* What to produce: Search the records for the string "given" and copy every line in which it appears.

* Source material:
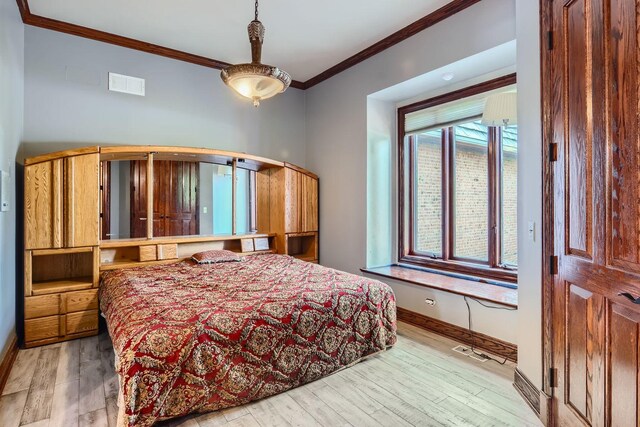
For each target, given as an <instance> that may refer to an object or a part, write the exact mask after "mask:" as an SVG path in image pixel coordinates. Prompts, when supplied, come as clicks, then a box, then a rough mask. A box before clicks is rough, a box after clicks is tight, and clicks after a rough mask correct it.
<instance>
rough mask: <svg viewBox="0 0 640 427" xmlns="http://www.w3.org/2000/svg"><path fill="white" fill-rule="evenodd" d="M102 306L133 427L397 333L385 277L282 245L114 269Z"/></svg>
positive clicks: (290, 388)
mask: <svg viewBox="0 0 640 427" xmlns="http://www.w3.org/2000/svg"><path fill="white" fill-rule="evenodd" d="M100 308H101V310H102V312H103V314H104V316H105V318H106V320H107V326H108V329H109V334H110V335H111V338H112V341H113V346H114V351H115V353H116V370H117V372H118V374H119V378H120V396H119V401H120V415H119V419H118V422H119V424H123V425H128V426H150V425H152V424H153V423H154V422H156V421H160V420H164V419H169V418H174V417H179V416H183V415H186V414H189V413H193V412H209V411H214V410H218V409H222V408H227V407H231V406H236V405H242V404H244V403H247V402H250V401H253V400H257V399H261V398H264V397H267V396H271V395H274V394H277V393H280V392H283V391H286V390H288V389H291V388H294V387H297V386H299V385H302V384H305V383H308V382H311V381H314V380H317V379H319V378H322V377H324V376H326V375H329V374H331V373H333V372H336V371H338V370H340V369H343V368H345V367H348V366H350V365H353V364H354V363H357V362H358V361H360V360H362V359H363V358H365V357H367V356H370V355H372V354H375V353H378V352H381V351H383V350H385V349H387V348H388V347H390V346H392V345H393V344H394V343H395V341H396V305H395V297H394V294H393V291H392V290H391V288H390V287H389V286H388V285H386V284H384V283H381V282H379V281H376V280H371V279H367V278H364V277H360V276H356V275H353V274H348V273H344V272H340V271H337V270H333V269H330V268H326V267H322V266H319V265H316V264H311V263H307V262H303V261H300V260H297V259H295V258H292V257H289V256H286V255H274V254H265V255H251V256H247V257H245V258H244V259H243V261H241V262H224V263H218V264H210V265H201V264H196V263H194V262H193V261H190V260H188V261H182V262H178V263H175V264H170V265H155V266H149V267H138V268H133V269H123V270H115V271H109V272H106V273H104V274H103V276H102V278H101V286H100Z"/></svg>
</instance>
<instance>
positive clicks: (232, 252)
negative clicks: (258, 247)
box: [191, 249, 242, 264]
mask: <svg viewBox="0 0 640 427" xmlns="http://www.w3.org/2000/svg"><path fill="white" fill-rule="evenodd" d="M191 259H192V260H193V261H195V262H197V263H198V264H215V263H218V262H231V261H242V258H240V257H239V256H238V254H236V253H235V252H231V251H227V250H225V249H218V250H211V251H204V252H198V253H197V254H193V256H192V257H191Z"/></svg>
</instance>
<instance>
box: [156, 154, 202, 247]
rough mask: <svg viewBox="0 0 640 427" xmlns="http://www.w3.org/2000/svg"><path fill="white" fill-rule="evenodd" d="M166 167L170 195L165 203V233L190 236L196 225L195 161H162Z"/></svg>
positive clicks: (197, 222) (196, 177)
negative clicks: (183, 161) (165, 220)
mask: <svg viewBox="0 0 640 427" xmlns="http://www.w3.org/2000/svg"><path fill="white" fill-rule="evenodd" d="M163 163H169V165H168V167H167V169H168V170H167V171H166V173H167V175H166V176H167V178H168V182H166V183H165V185H167V186H168V190H166V191H167V194H169V195H172V196H173V197H170V198H169V200H168V201H167V203H166V204H165V206H164V208H165V212H164V215H165V219H166V225H165V230H166V231H165V235H166V236H192V235H196V234H199V227H198V195H197V189H198V176H199V167H198V166H199V165H198V163H196V162H174V161H171V162H163Z"/></svg>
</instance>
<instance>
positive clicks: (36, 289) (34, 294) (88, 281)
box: [31, 276, 93, 295]
mask: <svg viewBox="0 0 640 427" xmlns="http://www.w3.org/2000/svg"><path fill="white" fill-rule="evenodd" d="M92 287H93V277H91V276H85V277H71V278H68V279H60V280H49V281H41V282H33V283H32V285H31V291H32V293H33V295H45V294H55V293H59V292H67V291H79V290H82V289H91V288H92Z"/></svg>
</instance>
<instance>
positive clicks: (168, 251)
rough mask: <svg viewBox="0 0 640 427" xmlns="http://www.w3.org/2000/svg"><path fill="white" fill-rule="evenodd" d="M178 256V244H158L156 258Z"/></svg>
mask: <svg viewBox="0 0 640 427" xmlns="http://www.w3.org/2000/svg"><path fill="white" fill-rule="evenodd" d="M176 258H178V245H177V244H175V243H174V244H170V245H158V259H176Z"/></svg>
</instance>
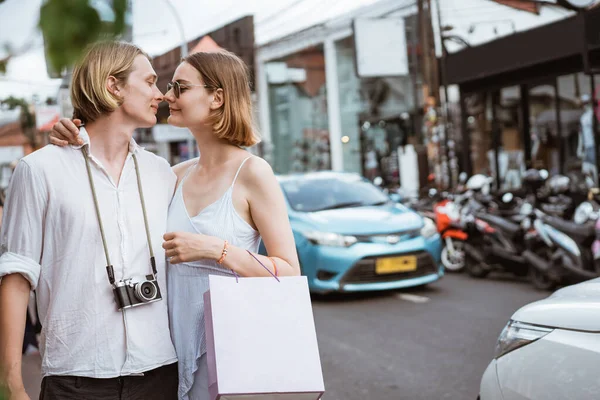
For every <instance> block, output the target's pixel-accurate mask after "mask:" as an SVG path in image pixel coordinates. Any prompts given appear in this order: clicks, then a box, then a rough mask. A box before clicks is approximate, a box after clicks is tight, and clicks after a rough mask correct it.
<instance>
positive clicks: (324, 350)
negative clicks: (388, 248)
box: [24, 274, 547, 400]
mask: <svg viewBox="0 0 600 400" xmlns="http://www.w3.org/2000/svg"><path fill="white" fill-rule="evenodd" d="M546 296H547V294H546V293H542V292H537V291H535V290H534V289H533V288H532V287H531V286H530V285H529V284H528V283H527V282H524V281H518V280H515V279H514V278H512V277H510V276H493V277H491V278H488V279H485V280H474V279H471V278H469V277H467V276H465V275H456V274H450V275H447V276H446V277H444V278H443V279H442V280H440V281H439V282H437V283H434V284H431V285H429V286H427V287H425V288H418V289H412V290H402V291H394V292H386V293H369V294H361V295H344V296H333V297H325V298H323V297H317V296H315V297H314V298H313V308H314V316H315V323H316V326H317V335H318V339H319V346H320V350H321V362H322V365H323V374H324V377H325V385H326V389H327V392H326V394H325V396H323V399H324V400H400V399H406V400H442V399H452V400H463V399H464V400H469V399H470V400H475V399H476V398H477V395H478V391H479V382H480V379H481V375H482V374H483V371H484V370H485V368H486V366H487V364H488V363H489V361H490V360H491V358H492V356H493V351H494V346H495V344H496V339H497V337H498V335H499V333H500V331H501V330H502V328H503V327H504V325H505V324H506V322H507V320H508V319H509V318H510V316H511V314H512V313H513V312H514V311H516V310H517V309H518V308H519V307H521V306H523V305H525V304H527V303H529V302H532V301H535V300H538V299H541V298H544V297H546ZM24 378H25V382H26V386H27V389H28V391H29V393H30V395H31V396H32V399H33V398H37V390H38V388H39V358H38V357H36V356H28V357H27V359H26V360H25V362H24Z"/></svg>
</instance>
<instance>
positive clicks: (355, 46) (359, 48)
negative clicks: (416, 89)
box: [353, 17, 408, 78]
mask: <svg viewBox="0 0 600 400" xmlns="http://www.w3.org/2000/svg"><path fill="white" fill-rule="evenodd" d="M353 28H354V46H355V52H356V70H357V74H358V76H359V77H362V78H372V77H381V76H406V75H408V51H407V48H406V29H405V27H404V18H403V17H386V18H357V19H355V20H354V24H353Z"/></svg>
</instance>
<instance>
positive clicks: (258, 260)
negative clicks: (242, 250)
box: [236, 250, 281, 282]
mask: <svg viewBox="0 0 600 400" xmlns="http://www.w3.org/2000/svg"><path fill="white" fill-rule="evenodd" d="M246 251H247V252H248V254H250V255H251V256H252V258H254V259H255V260H256V261H258V263H259V264H260V265H262V266H263V268H264V269H266V270H267V272H268V273H269V274H271V276H273V278H275V279H277V282H281V281H280V280H279V278H278V277H277V275H275V274H274V273H272V272H271V270H270V269H269V268H267V267H266V266H265V264H263V263H262V262H261V261H260V260H259V259H258V258H257V257H256V256H255V255H254V254H252V252H251V251H250V250H246ZM236 281H237V274H236Z"/></svg>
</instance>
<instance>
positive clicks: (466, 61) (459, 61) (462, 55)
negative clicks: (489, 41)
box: [446, 9, 600, 189]
mask: <svg viewBox="0 0 600 400" xmlns="http://www.w3.org/2000/svg"><path fill="white" fill-rule="evenodd" d="M598 66H600V9H595V10H590V11H588V12H586V13H582V14H580V15H576V16H574V17H571V18H567V19H564V20H561V21H558V22H555V23H552V24H549V25H545V26H542V27H539V28H536V29H532V30H529V31H525V32H520V33H517V34H514V35H511V36H508V37H504V38H502V39H498V40H495V41H493V42H490V43H487V44H485V45H481V46H477V47H471V48H466V49H464V50H462V51H459V52H457V53H454V54H451V55H449V56H448V57H447V61H446V67H447V70H446V71H447V77H448V81H449V84H457V85H458V86H459V88H460V103H461V104H460V108H461V123H460V125H461V137H460V138H457V139H458V140H457V142H458V146H459V147H460V148H461V149H462V152H461V153H462V154H463V157H462V160H461V167H462V168H461V169H462V170H464V171H465V172H467V173H468V174H469V175H471V174H476V173H485V174H489V175H491V176H494V178H495V181H496V185H497V187H499V188H501V189H510V188H515V187H520V186H521V174H522V173H523V172H524V171H525V170H526V169H527V168H532V167H533V168H540V169H546V170H548V171H549V172H550V174H559V173H562V174H564V173H567V172H569V171H572V170H578V169H579V170H582V171H583V172H584V173H586V174H589V175H590V176H591V177H594V179H596V175H597V173H596V171H597V162H596V158H597V155H596V149H597V146H595V145H594V143H596V140H595V136H596V135H595V133H594V129H595V124H596V123H595V122H594V119H595V118H593V116H594V115H596V116H600V113H599V112H598V108H596V110H594V108H593V102H592V100H593V99H594V98H595V99H596V100H598V98H599V93H598V89H600V86H598V85H600V76H599V75H594V74H593V73H594V69H597V67H598ZM496 171H499V174H497V173H496Z"/></svg>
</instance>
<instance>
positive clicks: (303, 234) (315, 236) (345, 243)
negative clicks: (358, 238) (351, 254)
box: [302, 231, 358, 247]
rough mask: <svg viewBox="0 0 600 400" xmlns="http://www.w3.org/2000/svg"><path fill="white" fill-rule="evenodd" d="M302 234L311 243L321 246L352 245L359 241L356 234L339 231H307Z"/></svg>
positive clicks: (341, 246)
mask: <svg viewBox="0 0 600 400" xmlns="http://www.w3.org/2000/svg"><path fill="white" fill-rule="evenodd" d="M302 234H303V235H304V237H305V238H306V239H308V240H309V241H310V242H311V243H313V244H319V245H321V246H336V247H350V246H352V245H353V244H354V243H356V242H357V241H358V239H357V238H356V237H355V236H350V235H340V234H339V233H331V232H319V231H306V232H303V233H302Z"/></svg>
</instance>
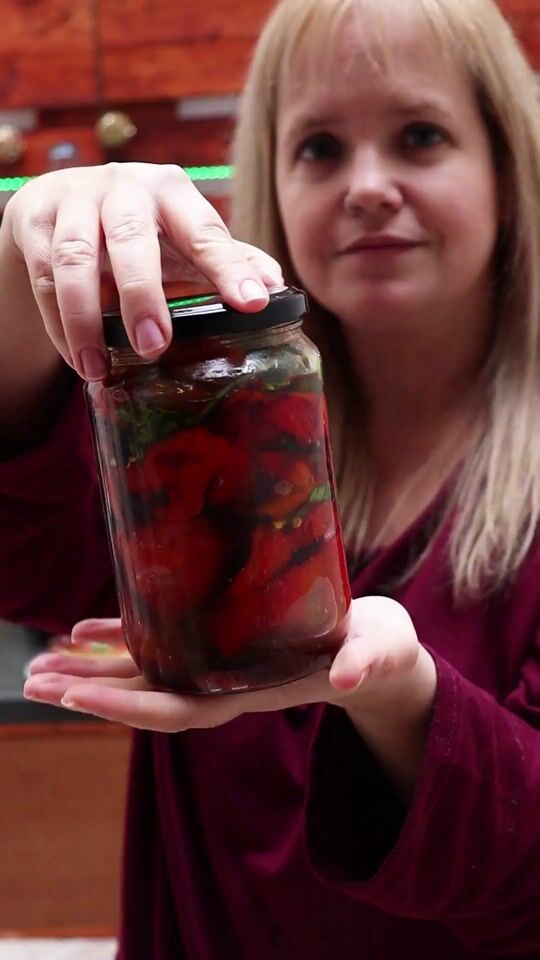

* Expected answer:
For each target, given as an <instance> that may refer to an object or a part, write the exact mask after "mask:" as an SVG path in image pixel coordinates. Prompts, when supplied, come as clicks, then a box, then a rough mask. A box before clicks is rough, a box after clicks is tight, and clicks after a rough mask correct it.
For every <instance> block, output the target's pixel-accurate mask after "mask:" as an SVG path in image pixel coordinates. Any prompts given appear in this order: clicks, then a box, then a rough mask. A box before clicks is approximate, a box after clicks is tight, and clicks after a rough mask correct it.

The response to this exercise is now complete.